• [The task]:
Rewrite the lines below with "positive clicks" changed to "foreground clicks" everywhere it appears and nothing else altered. Leave the pictures out of your answer.

*** Source data Section Begins ***

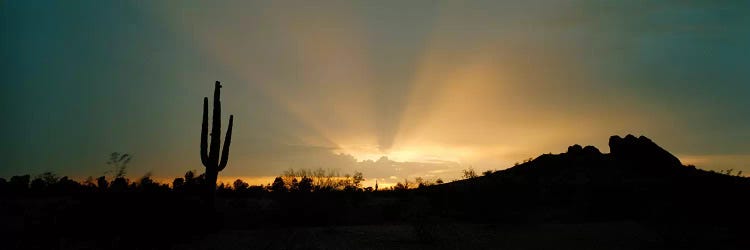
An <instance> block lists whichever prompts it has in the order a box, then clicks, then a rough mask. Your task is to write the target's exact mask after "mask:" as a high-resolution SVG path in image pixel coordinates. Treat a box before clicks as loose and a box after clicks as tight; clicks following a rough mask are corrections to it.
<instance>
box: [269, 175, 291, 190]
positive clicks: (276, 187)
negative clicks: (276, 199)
mask: <svg viewBox="0 0 750 250" xmlns="http://www.w3.org/2000/svg"><path fill="white" fill-rule="evenodd" d="M271 191H273V192H286V191H287V188H286V185H285V184H284V179H283V178H281V176H279V177H276V179H274V180H273V184H271Z"/></svg>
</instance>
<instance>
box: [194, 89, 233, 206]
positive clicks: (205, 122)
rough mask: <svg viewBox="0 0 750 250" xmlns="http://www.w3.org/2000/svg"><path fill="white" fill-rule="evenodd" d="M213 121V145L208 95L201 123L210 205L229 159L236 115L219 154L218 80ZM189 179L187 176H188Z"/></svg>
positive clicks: (209, 202)
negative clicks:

*** Source data Section Ends ***

• [Result of the task]:
An <instance> block lists whichever prompts it has in the order a box, then clicks, then a rough mask. Your task is to write the target's exact mask after "mask:" as a high-resolution SVG path in image pixel coordinates. Treat a box before clicks as loose and a box after clicks as tight; clicks following a rough mask are corrections to it.
<instance>
box: [269, 175, 291, 190]
foreground clicks: (276, 187)
negative clicks: (276, 199)
mask: <svg viewBox="0 0 750 250" xmlns="http://www.w3.org/2000/svg"><path fill="white" fill-rule="evenodd" d="M271 191H273V192H286V191H287V188H286V185H285V184H284V179H283V178H281V176H279V177H276V179H274V180H273V184H271Z"/></svg>
</instance>
<instance>
box: [194, 89, 233, 206]
foreground clicks: (205, 122)
rough mask: <svg viewBox="0 0 750 250" xmlns="http://www.w3.org/2000/svg"><path fill="white" fill-rule="evenodd" d="M213 121V145L208 95L201 123L210 205L229 159L236 115L219 154L218 80ZM189 179L187 176H188Z"/></svg>
foreground clicks: (209, 202)
negative clicks:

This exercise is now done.